◆ WORK TASK: Write all of the entries again. Keep them exactly as they are.

** Opening EXERCISE INPUT block **

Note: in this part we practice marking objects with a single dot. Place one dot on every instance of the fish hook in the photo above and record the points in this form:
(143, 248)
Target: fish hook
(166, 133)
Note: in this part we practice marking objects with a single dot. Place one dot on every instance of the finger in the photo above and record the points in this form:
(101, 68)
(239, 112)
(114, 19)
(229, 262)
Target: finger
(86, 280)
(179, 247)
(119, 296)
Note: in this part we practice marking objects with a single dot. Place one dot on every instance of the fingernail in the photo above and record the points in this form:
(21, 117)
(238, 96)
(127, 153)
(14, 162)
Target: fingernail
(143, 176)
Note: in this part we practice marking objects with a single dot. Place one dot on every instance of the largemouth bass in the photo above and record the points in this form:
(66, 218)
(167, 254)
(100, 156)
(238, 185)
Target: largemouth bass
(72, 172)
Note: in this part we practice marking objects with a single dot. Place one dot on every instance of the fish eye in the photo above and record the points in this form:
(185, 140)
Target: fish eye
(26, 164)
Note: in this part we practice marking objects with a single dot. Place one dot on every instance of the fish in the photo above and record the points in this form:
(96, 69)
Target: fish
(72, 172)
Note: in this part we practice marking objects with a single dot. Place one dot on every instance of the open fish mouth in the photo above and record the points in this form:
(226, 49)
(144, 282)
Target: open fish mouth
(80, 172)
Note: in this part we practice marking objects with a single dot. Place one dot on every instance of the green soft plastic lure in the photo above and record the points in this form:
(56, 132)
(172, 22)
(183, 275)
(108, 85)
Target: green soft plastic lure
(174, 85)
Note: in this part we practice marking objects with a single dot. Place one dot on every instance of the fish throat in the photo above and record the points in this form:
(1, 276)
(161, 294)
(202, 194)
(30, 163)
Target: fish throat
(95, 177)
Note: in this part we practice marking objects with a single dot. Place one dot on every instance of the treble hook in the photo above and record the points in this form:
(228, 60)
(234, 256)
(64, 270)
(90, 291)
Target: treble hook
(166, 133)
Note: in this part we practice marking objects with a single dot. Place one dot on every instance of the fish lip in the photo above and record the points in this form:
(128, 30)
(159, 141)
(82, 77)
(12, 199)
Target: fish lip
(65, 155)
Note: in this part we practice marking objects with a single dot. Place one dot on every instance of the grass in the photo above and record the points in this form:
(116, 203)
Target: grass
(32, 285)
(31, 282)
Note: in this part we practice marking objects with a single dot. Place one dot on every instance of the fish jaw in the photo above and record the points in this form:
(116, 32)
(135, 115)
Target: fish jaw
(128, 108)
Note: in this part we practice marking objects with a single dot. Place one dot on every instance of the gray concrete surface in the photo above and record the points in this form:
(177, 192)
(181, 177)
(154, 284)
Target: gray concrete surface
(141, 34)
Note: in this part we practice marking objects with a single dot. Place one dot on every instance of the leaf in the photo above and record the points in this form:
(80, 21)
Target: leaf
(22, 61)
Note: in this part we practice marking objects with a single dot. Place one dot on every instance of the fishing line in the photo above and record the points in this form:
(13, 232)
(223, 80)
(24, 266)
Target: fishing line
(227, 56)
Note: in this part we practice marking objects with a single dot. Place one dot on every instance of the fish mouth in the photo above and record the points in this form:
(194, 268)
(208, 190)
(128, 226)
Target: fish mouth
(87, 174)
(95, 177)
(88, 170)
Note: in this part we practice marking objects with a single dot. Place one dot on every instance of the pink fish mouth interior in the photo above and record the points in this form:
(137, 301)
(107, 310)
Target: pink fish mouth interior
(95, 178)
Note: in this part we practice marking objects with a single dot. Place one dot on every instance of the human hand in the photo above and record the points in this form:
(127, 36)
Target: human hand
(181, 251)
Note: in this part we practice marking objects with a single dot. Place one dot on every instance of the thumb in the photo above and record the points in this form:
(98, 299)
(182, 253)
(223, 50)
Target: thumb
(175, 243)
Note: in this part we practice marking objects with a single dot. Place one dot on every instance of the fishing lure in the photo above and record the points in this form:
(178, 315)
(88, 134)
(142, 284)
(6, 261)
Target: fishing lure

** Closing EXERCISE INPUT block **

◆ EXPECTED ANSWER:
Note: in this part we practice marking objects with a single dot. Place one dot on every instance of the fish hook in the photo above and record the points in this form:
(143, 248)
Target: fish hook
(166, 133)
Note: in this part we practice marking objects with a single dot. Place one dot on every instance of the finger in the photo above and record the points in this form:
(101, 68)
(239, 112)
(114, 19)
(229, 262)
Target: finger
(86, 280)
(179, 247)
(119, 296)
Note: in this part we practice marking objects with a single dot. Place one dot on every instance of the fingernail in the photo above and record the points in this form:
(21, 117)
(238, 96)
(127, 153)
(14, 162)
Target: fingernail
(143, 176)
Note: in this part we practice marking objects with a single dot. Place one dot on every instance of the largemouth bass in the photo above and record the points in this form:
(66, 218)
(167, 254)
(100, 156)
(238, 185)
Target: largemouth bass
(72, 172)
Note: in this part we practice marking objects with a single dot. Place one dot on every instance of the fish eye in the photo above and record the points in this form:
(185, 140)
Target: fish eye
(26, 164)
Note: in this part we practice marking objects with a single dot. Place one dot on every instance of the fish in the photo above and record the points in this form:
(96, 69)
Target: fish
(72, 172)
Note: in this part we practice marking objects with a single dot. Place one dot on every instance of the open fish mouth in the photo above and record the points in this form:
(226, 49)
(144, 282)
Target: open fish mouth
(80, 172)
Note: in this part we practice marking objects with a single dot. Place one dot on every instance of the green soft plastic lure in the photo above and record the points in this form:
(56, 132)
(172, 22)
(183, 275)
(108, 85)
Target: green soft plastic lure
(174, 85)
Note: in this part we practice marking objects with a single dot. Place one dot on every instance of the fish throat in the photo above and record the points in this form:
(1, 276)
(161, 294)
(202, 194)
(30, 163)
Target: fish throat
(95, 177)
Note: in this part we practice marking objects with a single dot. Place one dot on every instance of the treble hook in the photo above and record the points in this form:
(228, 60)
(234, 256)
(64, 270)
(90, 291)
Target: treble hook
(166, 133)
Note: in this part we practice marking objects with a single dot. Place one dot on every instance of the fish lip in the photo above and record the points in this form:
(128, 30)
(159, 141)
(82, 77)
(12, 199)
Target: fish lip
(65, 155)
Note: in this part we practice marking objects with a single dot. Place one dot on every instance of the grass in the photo above and record the points in this form:
(116, 203)
Target: grass
(32, 285)
(31, 282)
Note: in this part we practice marking objects with a single dot. Place one dot on every instance of the fish jaw in the photo above and record the points in this form:
(116, 32)
(135, 115)
Target: fish jaw
(128, 108)
Note: in this part we practice marking objects with a single dot. Place one dot on every instance of the gray concrete surface in the photo above and record the points in this form:
(177, 192)
(181, 177)
(154, 284)
Target: gray concrete surface
(141, 34)
Note: in this part we practice marking objects with a single dot. Place one dot on every instance of the leaf in the photo above and record the points in this form:
(80, 21)
Target: leaf
(22, 61)
Note: in this part we practice marking objects with a single dot. Place one dot on every instance of the fishing line in the photo above and record the points in this form:
(13, 232)
(223, 80)
(24, 266)
Target: fishing line
(227, 56)
Note: in this part we practice marking objects with a single dot. Place one dot on every instance of the fish mouth in the photo above and record the points in this form:
(194, 268)
(208, 190)
(128, 226)
Target: fish mouth
(87, 174)
(95, 177)
(88, 170)
Note: in this part we practice marking objects with a single dot. Place one dot on every instance of the pink fish mouth interior in the photo above and record the points in this form:
(137, 301)
(107, 310)
Target: pink fish mouth interior
(95, 178)
Note: in this part we practice marking objects with a single dot. Place one dot on every instance of the human hand in the photo above and record the points in this form:
(127, 36)
Target: human hand
(181, 251)
Note: in this part we practice marking objects with a single dot. Place one dot on every instance of the thumb in the photo above and record the points in this form:
(98, 299)
(182, 253)
(223, 50)
Target: thumb
(175, 243)
Note: in this part we practice marking objects with a single dot. Place one dot on every instance of the fishing lure in the photo above and record the points in this form:
(178, 315)
(88, 134)
(142, 284)
(6, 261)
Target: fishing lure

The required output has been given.